# Experimenting with visdom callbacks

## imports

In [1]:
from collections import ChainMap
from fnmatch import fnmatch
from functools import partial
import pickle
import time

In [2]:
from skorch.callbacks import Callback
from skorch.toy import make_classifier
from skorch import NeuralNetClassifier
from sklearn.datasets import make_classification
import numpy as np
import torch
import visdom

## data

In [3]:
torch.manual_seed(42)

<torch._C.Generator at 0x7ffad59a8670>

In [4]:
X, y = make_classification(1000, n_features=20, n_informative=10, n_classes=5, random_state=42)

In [5]:
X = X.astype(np.float32)
y[::3] = 0  # heavy bias for 0

## definitions

In [6]:
class FunctionCallback(Callback):
    def __init__(self, method_name, func):
        self.method_name = method_name
        self.func = func

    def __getattribute__(self, name):
        try:
            method_name = object.__getattribute__(self, 'method_name')
        except AttributeError:
            # This may happen when object state is currently being restored
            return object.__getattribute__(self, name)

        if method_name != name:
            return object.__getattribute__(self, name)
        return self.func

In [7]:
class _VisdomBase(Callback):
    def initialize(self):
        self._vis = None
        self.windows_ = {}
        return self

    def _check_visdom(self, vis):
        # TODO: friendly error message should visdom not be running
        return vis

    def vis_(self):
        # all this hassle is needed to so that we can delete all references to visdom
        # during __getstate__, since they are not pickleable
        if self._vis is not None:
            return self._vis

        import visdom
        kwargs = getattr(self, 'visdom_kwargs', {})

******************************

WHAT TO DO
**1.** Summarize the notebook on visdom callbacks in two sentences.
**2.** In one to three sentences, explain why the notebook on visdom callbacks reaches visdom through the vis_ method rather than holding it directly.

GIVEN DATA
******************************

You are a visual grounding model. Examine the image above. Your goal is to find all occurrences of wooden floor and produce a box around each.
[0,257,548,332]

******************************

CORRECT ANSWERS
**1.** After importing tools from the standard library, skorch, scikit-learn, NumPy, PyTorch and visdom, the notebook seeds PyTorch with 42 and builds a 1,000-sample, 20-feature, five-class dataset, casting the features to float32 and setting every third label to 0 to bias it heavily toward that class. It then defines a FunctionCallback class that returns a supplied function when the attribute named by method_name is accessed, and a _VisdomBase callback that starts with no visdom object and an empty windows_ dictionary, returning the stored visdom object from vis_ whenever one exists.

**2.** The comment in vis_ says this arrangement is needed so that every reference to visdom can be deleted during __getstate__, because those references cannot be pickled. The method therefore returns the stored self._vis only when it is not None.